→ **TASK PROMPT**:
In the material below, repeat only the lines from the one that holds "Where can the tripod leg" through the final line, exactly as they stand.

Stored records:
----------

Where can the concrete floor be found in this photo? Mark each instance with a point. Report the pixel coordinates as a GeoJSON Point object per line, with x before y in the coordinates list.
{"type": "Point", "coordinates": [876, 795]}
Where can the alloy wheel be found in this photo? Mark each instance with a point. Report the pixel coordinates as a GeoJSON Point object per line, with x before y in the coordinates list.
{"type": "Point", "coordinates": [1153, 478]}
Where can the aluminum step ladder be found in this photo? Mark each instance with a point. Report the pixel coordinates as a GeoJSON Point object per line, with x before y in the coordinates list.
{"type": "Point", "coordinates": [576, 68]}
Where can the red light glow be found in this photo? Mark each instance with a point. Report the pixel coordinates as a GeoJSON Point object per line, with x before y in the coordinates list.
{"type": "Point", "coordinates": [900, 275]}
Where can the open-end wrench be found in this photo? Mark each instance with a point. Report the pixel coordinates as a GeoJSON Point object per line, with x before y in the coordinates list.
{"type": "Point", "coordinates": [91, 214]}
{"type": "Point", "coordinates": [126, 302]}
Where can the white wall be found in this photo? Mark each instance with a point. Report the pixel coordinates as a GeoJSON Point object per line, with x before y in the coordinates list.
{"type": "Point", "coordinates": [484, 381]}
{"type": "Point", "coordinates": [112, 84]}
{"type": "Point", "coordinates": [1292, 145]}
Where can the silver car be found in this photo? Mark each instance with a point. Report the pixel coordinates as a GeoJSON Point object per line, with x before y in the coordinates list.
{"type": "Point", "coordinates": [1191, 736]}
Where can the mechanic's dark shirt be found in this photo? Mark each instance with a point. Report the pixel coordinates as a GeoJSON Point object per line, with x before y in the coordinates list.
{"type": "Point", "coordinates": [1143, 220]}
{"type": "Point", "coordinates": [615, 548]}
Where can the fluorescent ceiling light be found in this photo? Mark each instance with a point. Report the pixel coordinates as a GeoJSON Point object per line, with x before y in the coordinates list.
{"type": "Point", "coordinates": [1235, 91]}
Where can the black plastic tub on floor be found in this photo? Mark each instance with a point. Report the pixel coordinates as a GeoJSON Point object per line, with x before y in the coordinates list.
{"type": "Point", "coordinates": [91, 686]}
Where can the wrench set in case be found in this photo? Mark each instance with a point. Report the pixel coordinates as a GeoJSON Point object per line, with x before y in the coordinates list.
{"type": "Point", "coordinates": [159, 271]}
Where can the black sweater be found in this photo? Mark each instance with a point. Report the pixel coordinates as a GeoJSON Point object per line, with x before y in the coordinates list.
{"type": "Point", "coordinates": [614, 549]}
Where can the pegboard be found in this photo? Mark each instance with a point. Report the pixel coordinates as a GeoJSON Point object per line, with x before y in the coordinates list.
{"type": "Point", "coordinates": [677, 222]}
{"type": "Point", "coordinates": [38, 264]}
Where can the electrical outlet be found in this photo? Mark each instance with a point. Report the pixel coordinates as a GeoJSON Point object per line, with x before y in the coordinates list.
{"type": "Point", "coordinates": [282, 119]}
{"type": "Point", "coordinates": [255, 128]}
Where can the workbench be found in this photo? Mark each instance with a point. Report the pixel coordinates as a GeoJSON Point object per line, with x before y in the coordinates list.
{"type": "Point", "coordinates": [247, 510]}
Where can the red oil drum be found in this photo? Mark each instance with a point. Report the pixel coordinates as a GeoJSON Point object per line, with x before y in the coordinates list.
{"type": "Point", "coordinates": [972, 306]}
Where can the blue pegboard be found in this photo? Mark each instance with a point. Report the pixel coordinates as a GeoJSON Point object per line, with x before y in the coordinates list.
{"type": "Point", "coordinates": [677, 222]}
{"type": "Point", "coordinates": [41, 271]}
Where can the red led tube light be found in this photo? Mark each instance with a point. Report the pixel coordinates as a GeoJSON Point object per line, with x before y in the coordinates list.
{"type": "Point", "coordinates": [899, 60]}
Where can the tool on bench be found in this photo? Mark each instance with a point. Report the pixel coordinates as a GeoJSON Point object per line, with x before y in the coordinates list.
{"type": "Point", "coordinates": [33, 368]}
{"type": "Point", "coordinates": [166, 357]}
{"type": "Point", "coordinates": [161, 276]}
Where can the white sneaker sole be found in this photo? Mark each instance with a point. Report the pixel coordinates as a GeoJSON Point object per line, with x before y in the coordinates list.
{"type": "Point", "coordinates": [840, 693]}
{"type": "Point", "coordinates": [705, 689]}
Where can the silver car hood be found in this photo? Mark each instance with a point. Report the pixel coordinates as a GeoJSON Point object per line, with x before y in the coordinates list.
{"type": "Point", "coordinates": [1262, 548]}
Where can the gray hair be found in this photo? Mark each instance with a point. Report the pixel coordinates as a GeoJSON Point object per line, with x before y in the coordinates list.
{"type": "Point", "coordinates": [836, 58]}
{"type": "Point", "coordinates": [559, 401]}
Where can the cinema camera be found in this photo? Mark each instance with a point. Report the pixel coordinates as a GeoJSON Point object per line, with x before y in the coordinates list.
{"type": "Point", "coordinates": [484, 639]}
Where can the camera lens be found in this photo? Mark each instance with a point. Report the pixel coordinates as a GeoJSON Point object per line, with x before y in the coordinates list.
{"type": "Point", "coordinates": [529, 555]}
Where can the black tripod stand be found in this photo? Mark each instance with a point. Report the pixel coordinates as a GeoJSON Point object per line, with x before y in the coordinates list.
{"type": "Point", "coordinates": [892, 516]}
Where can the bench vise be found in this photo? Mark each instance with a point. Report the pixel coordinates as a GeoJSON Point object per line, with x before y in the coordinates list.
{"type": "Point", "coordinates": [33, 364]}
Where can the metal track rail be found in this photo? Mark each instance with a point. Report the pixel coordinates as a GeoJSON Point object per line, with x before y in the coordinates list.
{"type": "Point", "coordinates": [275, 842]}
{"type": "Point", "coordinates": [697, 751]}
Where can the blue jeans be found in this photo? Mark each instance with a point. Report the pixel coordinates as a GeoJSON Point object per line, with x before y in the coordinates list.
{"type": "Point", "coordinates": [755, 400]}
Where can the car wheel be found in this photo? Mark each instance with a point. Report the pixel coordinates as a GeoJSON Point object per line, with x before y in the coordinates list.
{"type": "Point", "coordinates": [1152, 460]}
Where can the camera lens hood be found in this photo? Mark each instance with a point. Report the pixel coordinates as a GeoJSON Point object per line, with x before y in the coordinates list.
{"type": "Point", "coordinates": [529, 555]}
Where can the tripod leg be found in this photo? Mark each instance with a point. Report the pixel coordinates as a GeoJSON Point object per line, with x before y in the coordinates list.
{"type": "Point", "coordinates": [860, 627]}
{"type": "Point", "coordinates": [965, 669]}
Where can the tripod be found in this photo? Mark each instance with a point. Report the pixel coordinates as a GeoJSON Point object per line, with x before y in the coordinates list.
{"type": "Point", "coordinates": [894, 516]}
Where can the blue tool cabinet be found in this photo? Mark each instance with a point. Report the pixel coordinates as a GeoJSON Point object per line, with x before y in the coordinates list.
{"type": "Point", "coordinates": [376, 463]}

----------

→ **EXERCISE RESULT**:
Where can the tripod leg be found in this photo? Mark each instance with a point. Report the pixel coordinates as a GeoJSON Point object per line, with x before y in the coordinates list.
{"type": "Point", "coordinates": [860, 627]}
{"type": "Point", "coordinates": [965, 669]}
Where can the tripod be found in this photo? Mark each instance with a point. Report the pixel coordinates as a GeoJSON Point object per line, with x before y in the coordinates list.
{"type": "Point", "coordinates": [894, 516]}
Where can the blue tool cabinet be found in this photo? Mark each instance with a point. Report the pixel coordinates as a GeoJSON Point object per line, with x before y in the coordinates list.
{"type": "Point", "coordinates": [376, 463]}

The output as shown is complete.